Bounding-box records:
━━━━━━━━━━━━━━━━━━━━

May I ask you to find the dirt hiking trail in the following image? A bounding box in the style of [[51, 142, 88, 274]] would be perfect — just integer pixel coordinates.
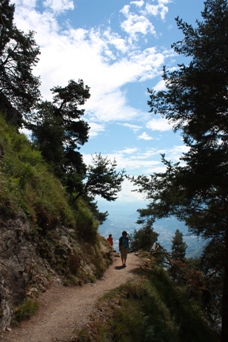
[[0, 253, 140, 342]]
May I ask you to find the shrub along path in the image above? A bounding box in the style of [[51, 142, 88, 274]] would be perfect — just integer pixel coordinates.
[[0, 253, 140, 342]]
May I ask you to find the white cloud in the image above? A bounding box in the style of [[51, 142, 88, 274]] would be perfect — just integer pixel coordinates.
[[122, 123, 142, 133], [121, 5, 156, 40], [89, 122, 105, 138], [146, 0, 172, 20], [43, 0, 74, 13], [146, 118, 172, 132], [138, 132, 153, 140], [12, 0, 173, 125]]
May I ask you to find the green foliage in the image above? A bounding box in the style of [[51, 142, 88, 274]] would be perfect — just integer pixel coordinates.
[[76, 200, 99, 242], [85, 154, 125, 201], [0, 0, 40, 125], [0, 113, 75, 230], [131, 0, 228, 336], [13, 299, 39, 324], [77, 267, 218, 342]]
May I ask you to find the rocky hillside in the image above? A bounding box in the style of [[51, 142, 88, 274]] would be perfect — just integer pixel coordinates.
[[0, 117, 112, 330]]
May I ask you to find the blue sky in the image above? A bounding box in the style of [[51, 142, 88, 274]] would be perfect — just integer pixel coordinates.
[[12, 0, 204, 211]]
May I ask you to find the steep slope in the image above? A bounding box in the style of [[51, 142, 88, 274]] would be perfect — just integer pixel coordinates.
[[0, 117, 112, 330]]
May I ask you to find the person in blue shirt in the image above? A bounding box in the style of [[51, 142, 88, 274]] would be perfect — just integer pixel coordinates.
[[119, 230, 129, 267]]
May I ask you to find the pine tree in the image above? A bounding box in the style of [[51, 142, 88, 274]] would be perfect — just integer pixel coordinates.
[[134, 0, 228, 342], [0, 0, 40, 125]]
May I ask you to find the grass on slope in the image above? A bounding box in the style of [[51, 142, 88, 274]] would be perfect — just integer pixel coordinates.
[[75, 260, 218, 342]]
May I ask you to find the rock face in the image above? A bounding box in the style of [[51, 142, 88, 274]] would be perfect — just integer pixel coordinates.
[[0, 214, 47, 330], [0, 213, 112, 330]]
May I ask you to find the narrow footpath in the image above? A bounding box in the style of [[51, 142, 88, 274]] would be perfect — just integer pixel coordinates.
[[0, 253, 140, 342]]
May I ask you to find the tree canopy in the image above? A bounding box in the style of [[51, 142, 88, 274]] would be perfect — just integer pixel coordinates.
[[133, 0, 228, 342], [0, 0, 40, 125]]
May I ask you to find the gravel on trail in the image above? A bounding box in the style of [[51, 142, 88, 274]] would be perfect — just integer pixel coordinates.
[[0, 253, 140, 342]]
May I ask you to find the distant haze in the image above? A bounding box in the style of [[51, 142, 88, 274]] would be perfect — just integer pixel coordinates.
[[99, 202, 205, 257]]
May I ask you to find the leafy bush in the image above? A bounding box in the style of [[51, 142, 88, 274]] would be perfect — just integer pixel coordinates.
[[77, 266, 219, 342]]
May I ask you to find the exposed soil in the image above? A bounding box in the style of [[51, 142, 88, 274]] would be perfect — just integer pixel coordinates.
[[0, 253, 140, 342]]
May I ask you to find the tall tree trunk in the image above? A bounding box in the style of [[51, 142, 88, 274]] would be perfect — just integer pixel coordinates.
[[221, 222, 228, 342]]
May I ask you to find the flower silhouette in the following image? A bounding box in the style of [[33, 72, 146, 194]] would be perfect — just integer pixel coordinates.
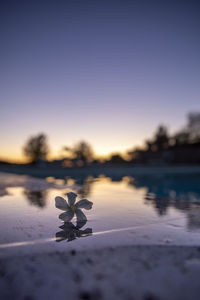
[[55, 192, 93, 222]]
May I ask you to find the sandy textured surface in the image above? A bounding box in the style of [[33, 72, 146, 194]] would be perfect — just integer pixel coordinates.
[[0, 246, 200, 300]]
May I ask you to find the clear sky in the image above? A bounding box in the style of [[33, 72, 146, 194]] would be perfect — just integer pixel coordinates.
[[0, 0, 200, 160]]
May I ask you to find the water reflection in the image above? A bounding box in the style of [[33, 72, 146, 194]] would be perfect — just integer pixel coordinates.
[[24, 189, 47, 208], [55, 192, 93, 242], [63, 174, 200, 230], [56, 221, 92, 242]]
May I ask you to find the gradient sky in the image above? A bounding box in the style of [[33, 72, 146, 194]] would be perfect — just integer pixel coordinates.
[[0, 0, 200, 159]]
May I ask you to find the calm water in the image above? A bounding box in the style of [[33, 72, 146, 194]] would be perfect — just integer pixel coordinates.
[[0, 175, 200, 255]]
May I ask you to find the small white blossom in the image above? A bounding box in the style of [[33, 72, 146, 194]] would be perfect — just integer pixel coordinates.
[[55, 192, 93, 222]]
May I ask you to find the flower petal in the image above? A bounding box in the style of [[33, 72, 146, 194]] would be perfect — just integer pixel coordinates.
[[55, 197, 69, 211], [75, 208, 87, 222], [67, 192, 77, 206], [76, 219, 87, 230], [75, 199, 93, 210], [59, 210, 74, 222]]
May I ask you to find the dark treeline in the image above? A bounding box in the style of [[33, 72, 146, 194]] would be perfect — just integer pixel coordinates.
[[1, 113, 200, 168], [129, 113, 200, 165]]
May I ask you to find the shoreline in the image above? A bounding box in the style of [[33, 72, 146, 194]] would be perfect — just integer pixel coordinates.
[[0, 165, 200, 179]]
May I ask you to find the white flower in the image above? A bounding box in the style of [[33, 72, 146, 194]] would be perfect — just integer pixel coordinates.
[[55, 192, 93, 222]]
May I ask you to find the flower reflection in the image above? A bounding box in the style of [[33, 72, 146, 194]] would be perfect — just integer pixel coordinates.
[[56, 221, 92, 242], [55, 192, 93, 242]]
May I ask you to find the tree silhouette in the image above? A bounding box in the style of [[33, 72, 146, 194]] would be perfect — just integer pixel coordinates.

━━━━━━━━━━━━━━━━━━━━

> Task goal:
Duplicate all of the material above line for line, omitting the pictures.

> Answer:
May I ask you to find the dirt hiking trail in the following image? A bounding box in the style of [[51, 142, 88, 274]] would be perfect — just integer pixel coordinates.
[[0, 253, 140, 342]]
May I ask you to find the shrub along path in the image above? A bounding box in the style of [[51, 142, 88, 274]] would be perfect — just integer pixel coordinates.
[[0, 253, 140, 342]]
May I ask you to find the white cloud in the image above? A bounding box in the style of [[51, 142, 88, 274]] would be perfect — just integer pixel coordinates.
[[122, 123, 142, 133], [121, 5, 156, 40], [89, 122, 105, 138], [146, 0, 172, 20], [43, 0, 74, 13], [146, 118, 172, 132], [138, 132, 153, 140], [12, 0, 173, 125]]
May I ask you to find the green foliage in the image above? A bounding box in the style of [[51, 142, 88, 274]] would be perfect — just integer pixel coordinates.
[[76, 200, 99, 242], [85, 154, 125, 201], [0, 0, 40, 125], [0, 113, 75, 230], [131, 0, 228, 336], [13, 299, 39, 324], [77, 267, 218, 342]]
May I ask you to find the rocky hillside in the image above? A bounding box in the style of [[51, 142, 88, 274]] would be perfect — just integer pixel coordinates.
[[0, 117, 112, 330]]
May I ask you to find the blue sky in the image above? A bounding box in the style of [[51, 142, 88, 274]] would be perfect — just integer pixel coordinates.
[[12, 0, 204, 211]]
May I ask you to find the steep slope in the image above? A bounding box in the style of [[51, 142, 88, 274]] would be perfect — just integer pixel coordinates.
[[0, 117, 112, 330]]
May I ask you to find the person in blue shirt in the image above? A bounding box in the style of [[51, 142, 88, 274]] would be perfect — just integer pixel coordinates.
[[119, 230, 129, 267]]
May I ask you to find the pine tree in the image above? A bounding box in the style of [[51, 142, 88, 274]] would be perfect — just integer pixel coordinates.
[[134, 0, 228, 342], [0, 0, 40, 125]]
May I ask you to find the grass on slope in the image above? A bounding box in the style of [[51, 142, 88, 274]] would be perfect — just integer pixel coordinates.
[[75, 260, 218, 342]]
May I ask you to find the rock face in the image above? A bounding box in the style of [[51, 142, 88, 274]] would be perfect — just integer pixel coordinates.
[[0, 214, 47, 330], [0, 213, 112, 330]]
May I ask you to find the narrow footpath in the image above? A bounding box in the style of [[51, 142, 88, 274]] would be perfect — just integer pixel coordinates.
[[0, 253, 140, 342]]
May I ask you to find the tree canopy in the image above? A bounding box in the style of [[51, 142, 88, 274]] would be perfect — just integer pixel coordinates.
[[133, 0, 228, 342], [0, 0, 40, 125]]
May I ask you to find the gravel on trail in the image above? A bounding box in the style of [[51, 142, 88, 274]] would be perfect — just integer pixel coordinates.
[[0, 253, 140, 342]]
May I ask you to find the distant haze in the image above? A bounding box in the style of [[51, 142, 88, 274]] would be perfect — just integer pixel coordinates.
[[99, 202, 205, 257]]
May I ask you to find the leafy bush in the image above? A bounding box in the style of [[51, 142, 88, 274]] would be perfect — just integer pixel coordinates.
[[77, 266, 219, 342]]
May I ask you to find the exposed soil in the image above? A bounding box in the style of [[51, 142, 88, 274]] would be perfect — just integer pixel coordinates.
[[0, 253, 140, 342]]
May I ask you to find the tall tree trunk in the image above? A bounding box in the style of [[51, 142, 88, 274]] would be perfect — just integer pixel coordinates.
[[221, 222, 228, 342]]
May I ask you to find the flower silhouette in the following image? A bounding box in the style of [[33, 72, 146, 194]] would be perfect — just integer pixel coordinates.
[[55, 192, 93, 222]]
May I ask you to find the sandy textured surface in the image above? A bounding box in the style of [[33, 72, 146, 194]] would be perfect — just integer pixel coordinates.
[[0, 246, 200, 300]]
May I ask you to find the clear sky in the image above? A bounding box in the style of [[33, 72, 146, 194]] would be perfect — just integer pixel coordinates.
[[0, 0, 200, 160]]
May I ask you to find the water reflection in the image above? A bounding box in the style of [[33, 72, 146, 194]] would be perfect — just integer pixel coordinates.
[[24, 189, 47, 208], [55, 192, 93, 242], [63, 174, 200, 230], [56, 221, 92, 242]]
May I ask you to find the gradient sky in the image above? A bounding box in the style of [[33, 72, 146, 194]] would be perfect — just integer pixel coordinates.
[[0, 0, 200, 159]]
May I ask you to find the calm water in the image above? A bounding box in the style of [[33, 72, 146, 194]] would be perfect — just integer pixel coordinates.
[[0, 175, 200, 255]]
May I ask you to find the small white blossom in the image above? A bounding box in the style of [[33, 72, 146, 194]] would be perfect — just integer pixel coordinates.
[[55, 192, 93, 222]]
May I ask you to find the flower petal in the image above? A bounding box in the style of [[33, 72, 146, 194]] would be perfect — just integer pixel coordinates.
[[55, 197, 69, 211], [75, 208, 87, 222], [67, 192, 77, 206], [76, 219, 87, 230], [75, 199, 93, 210], [59, 210, 74, 222]]
May I ask you to find the dark treeline in the image above? A bounding box in the style of [[33, 72, 146, 194]] would be perfect — just integer pixel coordinates.
[[1, 113, 200, 168], [129, 113, 200, 165]]
May I ask you to find the shoreline in the image above? A bounding box in the style of [[33, 72, 146, 194]] would be perfect — just integer pixel coordinates.
[[0, 165, 200, 179]]
May I ask you to find the white flower in the image above? A bounding box in the style of [[33, 72, 146, 194]] would be perfect — just integer pixel coordinates.
[[55, 192, 93, 222]]
May I ask you to find the flower reflection in the image above? A bounding box in the style of [[33, 72, 146, 194]] would be perfect — just integer pixel coordinates.
[[56, 221, 92, 242], [55, 192, 93, 242]]
May I ask you to find the tree silhouette in the image above? A bounding box in the style of [[33, 72, 146, 194]] would be perfect — just integer pixel coordinates.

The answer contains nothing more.